======== Stored data ========
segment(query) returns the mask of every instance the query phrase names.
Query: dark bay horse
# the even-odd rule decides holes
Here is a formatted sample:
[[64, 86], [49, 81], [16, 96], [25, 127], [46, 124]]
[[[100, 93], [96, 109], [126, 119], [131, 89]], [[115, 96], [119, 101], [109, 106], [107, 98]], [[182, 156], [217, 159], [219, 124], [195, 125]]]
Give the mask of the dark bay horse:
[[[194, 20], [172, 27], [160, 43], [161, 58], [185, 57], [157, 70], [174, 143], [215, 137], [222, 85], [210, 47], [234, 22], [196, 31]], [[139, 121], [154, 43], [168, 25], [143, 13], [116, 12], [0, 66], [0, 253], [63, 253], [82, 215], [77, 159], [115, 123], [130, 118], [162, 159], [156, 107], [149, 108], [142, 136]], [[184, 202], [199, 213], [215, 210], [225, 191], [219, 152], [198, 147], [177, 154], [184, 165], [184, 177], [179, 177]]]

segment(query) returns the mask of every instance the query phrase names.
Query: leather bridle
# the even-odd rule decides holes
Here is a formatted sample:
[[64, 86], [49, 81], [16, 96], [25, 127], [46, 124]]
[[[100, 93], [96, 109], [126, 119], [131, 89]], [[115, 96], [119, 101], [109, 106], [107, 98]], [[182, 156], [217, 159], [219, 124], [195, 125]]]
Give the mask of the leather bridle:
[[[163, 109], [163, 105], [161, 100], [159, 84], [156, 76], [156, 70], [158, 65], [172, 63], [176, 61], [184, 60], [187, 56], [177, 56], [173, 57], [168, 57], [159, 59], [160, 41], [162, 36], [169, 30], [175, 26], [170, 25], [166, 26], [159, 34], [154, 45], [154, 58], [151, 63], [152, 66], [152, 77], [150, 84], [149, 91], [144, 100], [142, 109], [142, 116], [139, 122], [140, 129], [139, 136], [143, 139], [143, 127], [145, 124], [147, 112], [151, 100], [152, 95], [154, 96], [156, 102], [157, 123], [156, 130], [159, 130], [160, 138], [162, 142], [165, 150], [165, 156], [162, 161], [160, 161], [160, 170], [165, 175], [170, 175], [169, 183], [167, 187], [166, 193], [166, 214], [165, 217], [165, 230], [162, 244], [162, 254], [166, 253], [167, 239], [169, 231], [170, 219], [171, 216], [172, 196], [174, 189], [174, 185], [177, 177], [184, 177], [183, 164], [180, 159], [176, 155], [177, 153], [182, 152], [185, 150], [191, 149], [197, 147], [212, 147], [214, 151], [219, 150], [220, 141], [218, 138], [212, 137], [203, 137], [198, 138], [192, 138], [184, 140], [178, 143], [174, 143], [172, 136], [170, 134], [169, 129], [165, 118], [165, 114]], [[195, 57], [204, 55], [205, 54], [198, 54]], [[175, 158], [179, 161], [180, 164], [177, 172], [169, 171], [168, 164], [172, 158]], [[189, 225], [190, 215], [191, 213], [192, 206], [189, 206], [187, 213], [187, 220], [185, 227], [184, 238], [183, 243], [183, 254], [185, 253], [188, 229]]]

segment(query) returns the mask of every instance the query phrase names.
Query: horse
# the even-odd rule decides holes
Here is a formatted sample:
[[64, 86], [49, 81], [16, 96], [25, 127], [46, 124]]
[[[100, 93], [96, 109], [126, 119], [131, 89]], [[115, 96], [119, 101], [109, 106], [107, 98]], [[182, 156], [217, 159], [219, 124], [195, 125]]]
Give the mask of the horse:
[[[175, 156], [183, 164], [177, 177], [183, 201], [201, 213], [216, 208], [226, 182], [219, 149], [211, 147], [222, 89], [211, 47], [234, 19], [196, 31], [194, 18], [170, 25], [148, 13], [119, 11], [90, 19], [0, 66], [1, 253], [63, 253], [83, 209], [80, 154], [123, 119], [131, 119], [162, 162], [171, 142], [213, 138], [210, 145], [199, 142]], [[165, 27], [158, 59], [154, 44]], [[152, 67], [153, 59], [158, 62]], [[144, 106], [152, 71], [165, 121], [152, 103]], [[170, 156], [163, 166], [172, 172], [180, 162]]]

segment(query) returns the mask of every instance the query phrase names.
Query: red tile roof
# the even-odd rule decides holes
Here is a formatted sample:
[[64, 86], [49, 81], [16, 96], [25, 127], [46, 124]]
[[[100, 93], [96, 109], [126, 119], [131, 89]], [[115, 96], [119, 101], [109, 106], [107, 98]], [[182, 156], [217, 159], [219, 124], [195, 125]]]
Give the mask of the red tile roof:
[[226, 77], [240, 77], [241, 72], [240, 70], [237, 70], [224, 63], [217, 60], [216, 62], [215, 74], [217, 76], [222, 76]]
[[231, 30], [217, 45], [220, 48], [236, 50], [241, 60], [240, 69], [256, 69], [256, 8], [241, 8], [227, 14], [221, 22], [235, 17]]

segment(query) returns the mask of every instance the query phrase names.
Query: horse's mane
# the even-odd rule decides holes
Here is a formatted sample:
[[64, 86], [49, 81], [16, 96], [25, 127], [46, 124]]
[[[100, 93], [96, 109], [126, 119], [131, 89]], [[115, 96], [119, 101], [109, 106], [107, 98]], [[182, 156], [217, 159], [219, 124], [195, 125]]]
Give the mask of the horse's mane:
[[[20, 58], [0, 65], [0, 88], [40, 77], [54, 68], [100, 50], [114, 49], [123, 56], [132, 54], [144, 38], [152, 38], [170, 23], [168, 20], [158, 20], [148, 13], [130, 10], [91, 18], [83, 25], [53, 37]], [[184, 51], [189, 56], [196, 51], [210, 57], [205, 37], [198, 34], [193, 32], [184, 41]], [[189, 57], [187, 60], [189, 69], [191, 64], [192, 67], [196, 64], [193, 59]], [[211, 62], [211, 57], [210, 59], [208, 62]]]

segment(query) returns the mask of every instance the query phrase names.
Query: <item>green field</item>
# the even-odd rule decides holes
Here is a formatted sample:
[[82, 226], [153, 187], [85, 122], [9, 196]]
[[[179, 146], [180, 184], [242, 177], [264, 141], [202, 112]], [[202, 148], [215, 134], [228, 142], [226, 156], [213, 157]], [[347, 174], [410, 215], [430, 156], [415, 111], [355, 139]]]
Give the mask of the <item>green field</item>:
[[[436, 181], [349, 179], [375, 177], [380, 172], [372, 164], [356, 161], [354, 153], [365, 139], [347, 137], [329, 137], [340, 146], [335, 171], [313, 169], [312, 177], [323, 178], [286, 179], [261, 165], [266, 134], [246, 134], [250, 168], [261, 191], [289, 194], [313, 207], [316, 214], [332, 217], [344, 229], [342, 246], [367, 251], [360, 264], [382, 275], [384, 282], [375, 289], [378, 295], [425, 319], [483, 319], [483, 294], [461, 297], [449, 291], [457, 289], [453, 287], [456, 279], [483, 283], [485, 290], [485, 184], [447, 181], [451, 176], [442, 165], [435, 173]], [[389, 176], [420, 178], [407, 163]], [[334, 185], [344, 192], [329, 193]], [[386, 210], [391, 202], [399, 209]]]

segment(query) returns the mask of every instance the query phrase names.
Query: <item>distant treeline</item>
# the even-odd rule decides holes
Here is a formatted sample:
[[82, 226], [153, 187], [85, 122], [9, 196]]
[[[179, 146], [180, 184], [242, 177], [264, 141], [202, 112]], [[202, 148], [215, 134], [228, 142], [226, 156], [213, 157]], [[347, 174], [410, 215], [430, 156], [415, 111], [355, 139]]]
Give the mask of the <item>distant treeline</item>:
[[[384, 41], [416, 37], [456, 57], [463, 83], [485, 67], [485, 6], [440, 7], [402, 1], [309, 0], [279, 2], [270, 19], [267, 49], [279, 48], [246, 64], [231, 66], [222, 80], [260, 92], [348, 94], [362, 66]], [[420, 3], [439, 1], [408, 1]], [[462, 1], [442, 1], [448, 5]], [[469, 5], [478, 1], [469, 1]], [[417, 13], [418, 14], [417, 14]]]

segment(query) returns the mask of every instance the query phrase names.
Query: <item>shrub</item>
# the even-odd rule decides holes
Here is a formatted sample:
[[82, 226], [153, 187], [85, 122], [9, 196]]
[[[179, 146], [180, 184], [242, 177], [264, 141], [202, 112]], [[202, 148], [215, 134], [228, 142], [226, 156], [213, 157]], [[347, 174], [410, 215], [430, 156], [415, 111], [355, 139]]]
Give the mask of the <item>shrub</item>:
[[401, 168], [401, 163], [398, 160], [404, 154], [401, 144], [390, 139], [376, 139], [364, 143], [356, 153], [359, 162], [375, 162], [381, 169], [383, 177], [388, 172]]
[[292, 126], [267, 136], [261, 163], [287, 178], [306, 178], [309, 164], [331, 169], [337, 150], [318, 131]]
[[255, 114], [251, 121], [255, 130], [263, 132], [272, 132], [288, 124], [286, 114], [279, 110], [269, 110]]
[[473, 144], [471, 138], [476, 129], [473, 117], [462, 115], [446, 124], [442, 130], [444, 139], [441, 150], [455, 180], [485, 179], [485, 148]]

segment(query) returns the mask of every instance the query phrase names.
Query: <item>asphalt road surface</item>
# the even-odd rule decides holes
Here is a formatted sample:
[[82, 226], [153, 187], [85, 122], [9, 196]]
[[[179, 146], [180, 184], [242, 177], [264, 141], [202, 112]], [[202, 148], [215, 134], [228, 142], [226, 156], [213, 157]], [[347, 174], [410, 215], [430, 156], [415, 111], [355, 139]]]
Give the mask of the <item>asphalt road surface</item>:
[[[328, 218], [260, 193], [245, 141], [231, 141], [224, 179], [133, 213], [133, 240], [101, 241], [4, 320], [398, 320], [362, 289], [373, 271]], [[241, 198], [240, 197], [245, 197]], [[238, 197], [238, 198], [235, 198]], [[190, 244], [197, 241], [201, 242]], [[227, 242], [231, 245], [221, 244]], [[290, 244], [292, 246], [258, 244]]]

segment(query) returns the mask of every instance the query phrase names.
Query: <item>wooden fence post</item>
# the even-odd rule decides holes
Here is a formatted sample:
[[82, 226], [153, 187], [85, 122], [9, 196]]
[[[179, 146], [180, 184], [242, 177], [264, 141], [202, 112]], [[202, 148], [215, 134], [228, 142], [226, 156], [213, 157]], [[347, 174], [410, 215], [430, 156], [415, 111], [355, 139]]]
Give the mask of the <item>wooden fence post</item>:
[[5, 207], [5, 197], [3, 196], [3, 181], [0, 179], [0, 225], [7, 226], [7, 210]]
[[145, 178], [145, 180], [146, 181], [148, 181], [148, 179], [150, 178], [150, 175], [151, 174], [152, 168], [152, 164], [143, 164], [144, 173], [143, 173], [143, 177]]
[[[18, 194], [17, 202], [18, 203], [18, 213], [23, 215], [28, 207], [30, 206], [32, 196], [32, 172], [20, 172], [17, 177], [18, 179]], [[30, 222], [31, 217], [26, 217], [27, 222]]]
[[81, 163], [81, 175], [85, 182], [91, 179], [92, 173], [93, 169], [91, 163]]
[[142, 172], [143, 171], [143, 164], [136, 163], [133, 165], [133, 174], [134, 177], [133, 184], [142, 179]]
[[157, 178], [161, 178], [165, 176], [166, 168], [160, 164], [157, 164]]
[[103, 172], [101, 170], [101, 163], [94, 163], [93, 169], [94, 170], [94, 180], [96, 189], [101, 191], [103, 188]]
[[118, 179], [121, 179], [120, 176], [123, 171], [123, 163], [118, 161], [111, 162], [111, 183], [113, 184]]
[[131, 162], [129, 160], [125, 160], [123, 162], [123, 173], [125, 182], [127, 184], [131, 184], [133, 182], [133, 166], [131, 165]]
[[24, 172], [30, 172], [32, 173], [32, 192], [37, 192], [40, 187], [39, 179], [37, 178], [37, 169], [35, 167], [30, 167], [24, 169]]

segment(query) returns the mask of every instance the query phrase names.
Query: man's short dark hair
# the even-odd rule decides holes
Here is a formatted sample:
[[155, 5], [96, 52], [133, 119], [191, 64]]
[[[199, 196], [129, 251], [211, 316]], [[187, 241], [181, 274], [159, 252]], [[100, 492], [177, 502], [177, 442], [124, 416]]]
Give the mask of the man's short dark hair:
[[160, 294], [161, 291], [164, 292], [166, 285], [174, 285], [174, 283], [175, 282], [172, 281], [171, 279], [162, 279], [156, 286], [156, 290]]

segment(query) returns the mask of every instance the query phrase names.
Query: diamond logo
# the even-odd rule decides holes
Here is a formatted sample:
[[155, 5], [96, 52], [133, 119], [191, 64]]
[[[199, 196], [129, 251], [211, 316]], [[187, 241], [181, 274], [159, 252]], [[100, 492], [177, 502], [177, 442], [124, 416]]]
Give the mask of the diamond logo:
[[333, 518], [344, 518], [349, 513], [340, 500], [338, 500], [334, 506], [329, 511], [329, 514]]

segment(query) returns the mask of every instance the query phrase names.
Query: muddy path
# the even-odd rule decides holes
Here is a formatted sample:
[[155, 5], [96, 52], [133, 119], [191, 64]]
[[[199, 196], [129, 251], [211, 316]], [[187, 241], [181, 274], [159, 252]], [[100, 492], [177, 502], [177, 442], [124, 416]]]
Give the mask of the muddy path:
========
■ **Instruction**:
Reproduce the lines of the records verbatim, starting at the beginning of the records and ending at the line that contains "177], [179, 177]]]", with both ends included.

■ **The response**:
segment(query) returns the mask of every instance the query phrase names.
Query: dark bay horse
# the even-odd rule decides holes
Here is a formatted sample:
[[64, 86], [49, 81], [16, 96], [25, 127], [46, 124]]
[[[100, 93], [96, 109], [126, 119], [131, 89]], [[115, 96], [119, 101], [109, 106], [107, 98]], [[182, 156], [217, 159], [219, 124], [195, 125]]]
Give the mask of the dark bay horse:
[[[194, 20], [172, 27], [160, 43], [161, 58], [185, 57], [157, 70], [174, 143], [215, 137], [222, 85], [210, 47], [234, 22], [196, 31]], [[139, 121], [154, 43], [168, 25], [143, 13], [116, 12], [0, 66], [0, 253], [63, 253], [82, 215], [77, 159], [115, 123], [130, 118], [162, 159], [156, 107], [149, 108], [142, 136]], [[184, 202], [199, 213], [215, 210], [225, 191], [219, 152], [198, 147], [177, 154], [184, 165], [184, 177], [179, 177]]]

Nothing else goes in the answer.